[start RECORDS SHOWN]
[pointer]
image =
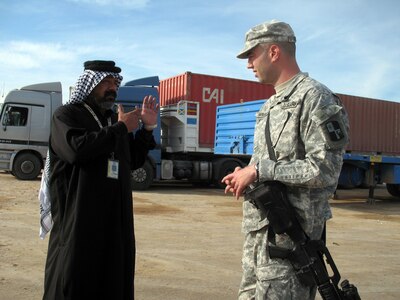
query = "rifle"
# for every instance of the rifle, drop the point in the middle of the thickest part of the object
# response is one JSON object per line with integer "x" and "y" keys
{"x": 307, "y": 256}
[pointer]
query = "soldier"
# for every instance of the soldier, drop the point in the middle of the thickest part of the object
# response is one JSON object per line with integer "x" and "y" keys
{"x": 308, "y": 128}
[end RECORDS SHOWN]
▸ **YOUR OBJECTIVE**
Copy out all of the data word for word. Do not carry over any picture.

▸ **RIGHT ANSWER**
[pointer]
image =
query = "rifle"
# for every instance of the rifle, drop the point in the middle of the thickest part of the object
# response is one JSON object per line with integer "x" and "y" keys
{"x": 307, "y": 256}
[pointer]
query = "soldier"
# for every instance of the soldier, drop the point in the middle of the thickest part of the object
# response is one JSON object per line with integer "x" and "y" keys
{"x": 308, "y": 128}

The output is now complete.